** Task goal **
Where a line of the entries below includes the string "pattern", count it. Give only the resulting number.

** Region pointing data **
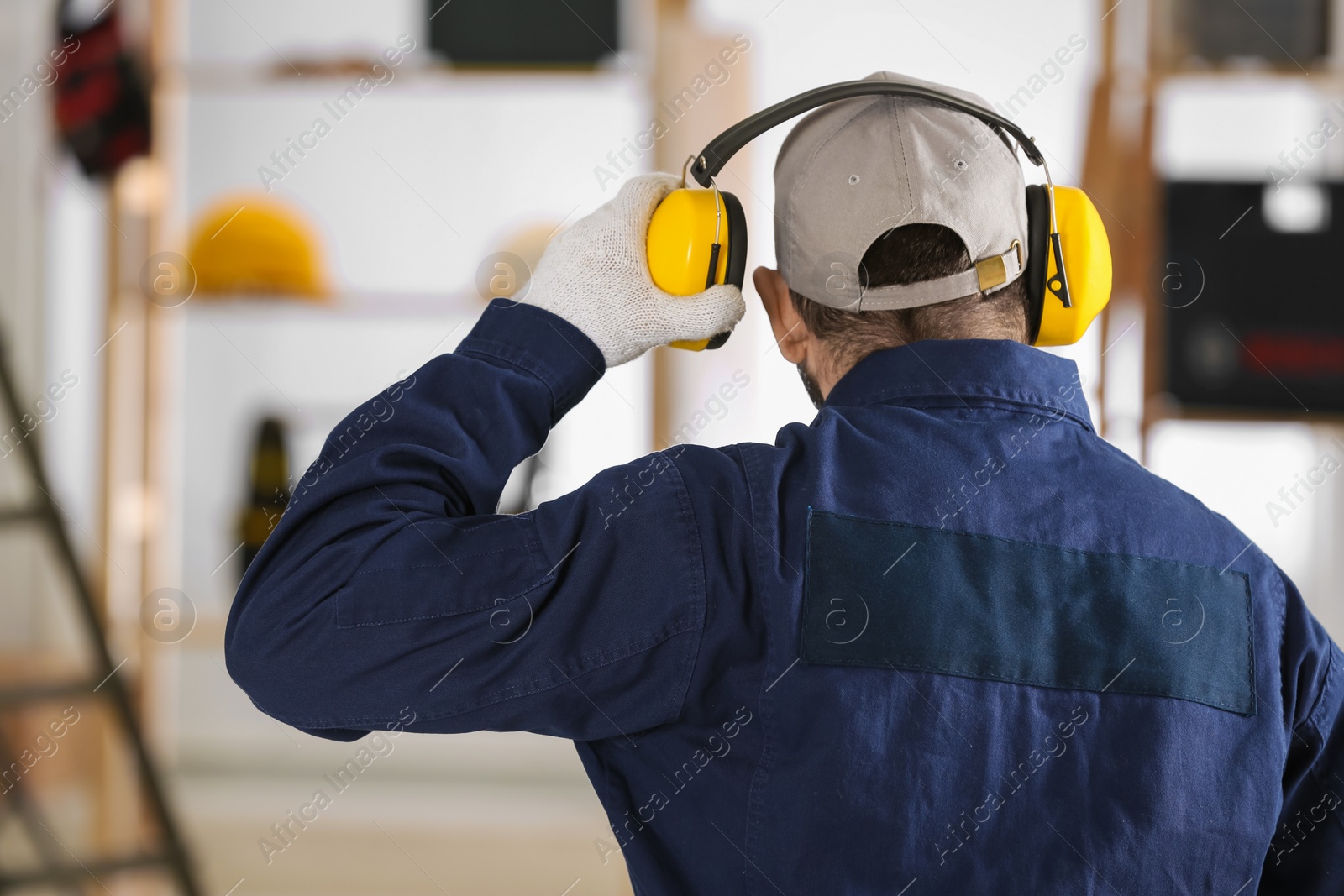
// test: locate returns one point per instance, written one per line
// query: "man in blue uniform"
(942, 640)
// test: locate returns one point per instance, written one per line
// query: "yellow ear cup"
(680, 242)
(1082, 239)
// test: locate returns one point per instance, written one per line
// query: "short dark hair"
(911, 254)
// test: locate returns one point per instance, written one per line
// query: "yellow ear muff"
(1086, 253)
(680, 248)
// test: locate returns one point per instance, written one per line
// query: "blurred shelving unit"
(412, 191)
(1200, 103)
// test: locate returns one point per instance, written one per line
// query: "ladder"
(58, 867)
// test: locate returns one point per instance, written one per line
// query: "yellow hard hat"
(250, 244)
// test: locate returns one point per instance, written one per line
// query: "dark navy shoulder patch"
(909, 597)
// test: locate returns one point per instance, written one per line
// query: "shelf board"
(360, 307)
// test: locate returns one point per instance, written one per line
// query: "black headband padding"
(722, 148)
(1038, 251)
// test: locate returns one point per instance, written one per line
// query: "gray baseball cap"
(853, 170)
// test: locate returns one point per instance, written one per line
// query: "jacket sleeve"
(1307, 853)
(390, 595)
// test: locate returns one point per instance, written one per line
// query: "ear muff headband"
(1050, 259)
(722, 148)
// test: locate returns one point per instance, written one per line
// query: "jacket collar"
(972, 372)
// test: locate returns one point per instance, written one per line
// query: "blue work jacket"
(942, 640)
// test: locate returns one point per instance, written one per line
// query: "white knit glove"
(596, 275)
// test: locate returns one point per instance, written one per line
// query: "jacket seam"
(764, 762)
(522, 689)
(702, 602)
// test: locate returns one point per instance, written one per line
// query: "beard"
(810, 383)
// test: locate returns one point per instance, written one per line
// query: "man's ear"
(790, 333)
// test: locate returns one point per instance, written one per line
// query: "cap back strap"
(988, 275)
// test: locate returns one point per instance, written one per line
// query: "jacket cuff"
(542, 344)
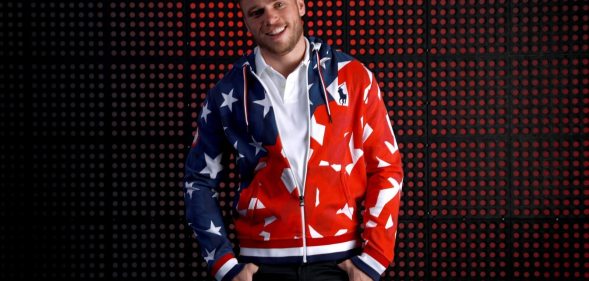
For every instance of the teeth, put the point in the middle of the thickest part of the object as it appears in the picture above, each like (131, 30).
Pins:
(276, 31)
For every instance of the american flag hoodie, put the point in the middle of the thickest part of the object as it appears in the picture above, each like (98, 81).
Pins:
(354, 164)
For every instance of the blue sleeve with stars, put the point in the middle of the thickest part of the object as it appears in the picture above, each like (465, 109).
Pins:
(203, 173)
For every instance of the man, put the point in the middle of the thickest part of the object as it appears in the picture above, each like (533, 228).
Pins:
(307, 160)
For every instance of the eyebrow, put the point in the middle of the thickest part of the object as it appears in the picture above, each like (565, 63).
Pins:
(254, 8)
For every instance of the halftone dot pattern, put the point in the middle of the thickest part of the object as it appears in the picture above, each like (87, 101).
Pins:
(468, 97)
(71, 180)
(146, 184)
(12, 105)
(151, 250)
(540, 165)
(329, 20)
(469, 179)
(216, 30)
(489, 101)
(468, 27)
(410, 251)
(474, 249)
(147, 100)
(12, 35)
(404, 80)
(540, 27)
(67, 28)
(386, 28)
(146, 28)
(71, 210)
(415, 194)
(68, 100)
(69, 249)
(550, 250)
(547, 93)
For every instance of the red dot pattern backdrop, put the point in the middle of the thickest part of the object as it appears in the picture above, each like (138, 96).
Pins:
(489, 100)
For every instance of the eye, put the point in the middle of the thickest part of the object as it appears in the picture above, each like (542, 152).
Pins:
(256, 13)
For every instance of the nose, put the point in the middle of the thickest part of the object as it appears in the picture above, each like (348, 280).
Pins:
(271, 17)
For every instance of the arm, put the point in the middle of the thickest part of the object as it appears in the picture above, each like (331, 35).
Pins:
(383, 190)
(203, 172)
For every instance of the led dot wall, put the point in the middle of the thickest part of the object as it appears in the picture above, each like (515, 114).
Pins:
(489, 100)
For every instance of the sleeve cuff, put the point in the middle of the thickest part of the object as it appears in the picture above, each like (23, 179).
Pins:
(227, 268)
(369, 265)
(233, 272)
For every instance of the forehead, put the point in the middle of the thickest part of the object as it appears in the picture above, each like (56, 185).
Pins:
(247, 4)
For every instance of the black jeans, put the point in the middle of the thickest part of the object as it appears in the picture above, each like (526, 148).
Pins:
(322, 271)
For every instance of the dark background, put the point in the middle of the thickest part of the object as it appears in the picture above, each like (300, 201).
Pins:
(489, 100)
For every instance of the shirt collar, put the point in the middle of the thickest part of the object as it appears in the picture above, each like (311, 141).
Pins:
(261, 65)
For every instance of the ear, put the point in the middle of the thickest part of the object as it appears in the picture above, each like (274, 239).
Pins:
(301, 6)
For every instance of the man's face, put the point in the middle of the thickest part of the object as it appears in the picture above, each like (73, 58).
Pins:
(276, 25)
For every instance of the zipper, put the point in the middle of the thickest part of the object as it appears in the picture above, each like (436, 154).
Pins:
(300, 187)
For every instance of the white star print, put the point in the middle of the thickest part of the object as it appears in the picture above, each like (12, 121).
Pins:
(190, 188)
(205, 111)
(322, 62)
(317, 198)
(346, 210)
(390, 223)
(317, 131)
(381, 163)
(266, 235)
(288, 180)
(367, 132)
(269, 220)
(210, 255)
(356, 154)
(214, 229)
(392, 147)
(257, 145)
(213, 166)
(385, 196)
(265, 103)
(314, 233)
(228, 100)
(341, 65)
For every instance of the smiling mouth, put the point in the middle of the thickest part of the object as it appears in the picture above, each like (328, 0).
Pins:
(276, 31)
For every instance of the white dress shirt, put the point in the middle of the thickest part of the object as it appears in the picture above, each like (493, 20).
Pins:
(289, 98)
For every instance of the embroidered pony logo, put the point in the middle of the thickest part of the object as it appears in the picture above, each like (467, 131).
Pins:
(343, 94)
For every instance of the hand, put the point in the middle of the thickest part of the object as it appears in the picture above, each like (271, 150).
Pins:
(246, 273)
(354, 273)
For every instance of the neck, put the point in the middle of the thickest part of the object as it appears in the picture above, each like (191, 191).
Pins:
(286, 63)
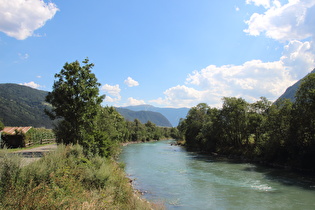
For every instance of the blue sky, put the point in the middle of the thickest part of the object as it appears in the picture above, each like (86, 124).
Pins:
(167, 53)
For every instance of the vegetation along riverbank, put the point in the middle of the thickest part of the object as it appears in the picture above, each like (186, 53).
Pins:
(282, 133)
(82, 173)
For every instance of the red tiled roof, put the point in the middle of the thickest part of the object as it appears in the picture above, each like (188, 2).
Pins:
(11, 130)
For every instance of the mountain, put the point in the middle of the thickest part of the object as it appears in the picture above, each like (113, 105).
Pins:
(290, 91)
(23, 106)
(144, 116)
(172, 114)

** Completed exercise **
2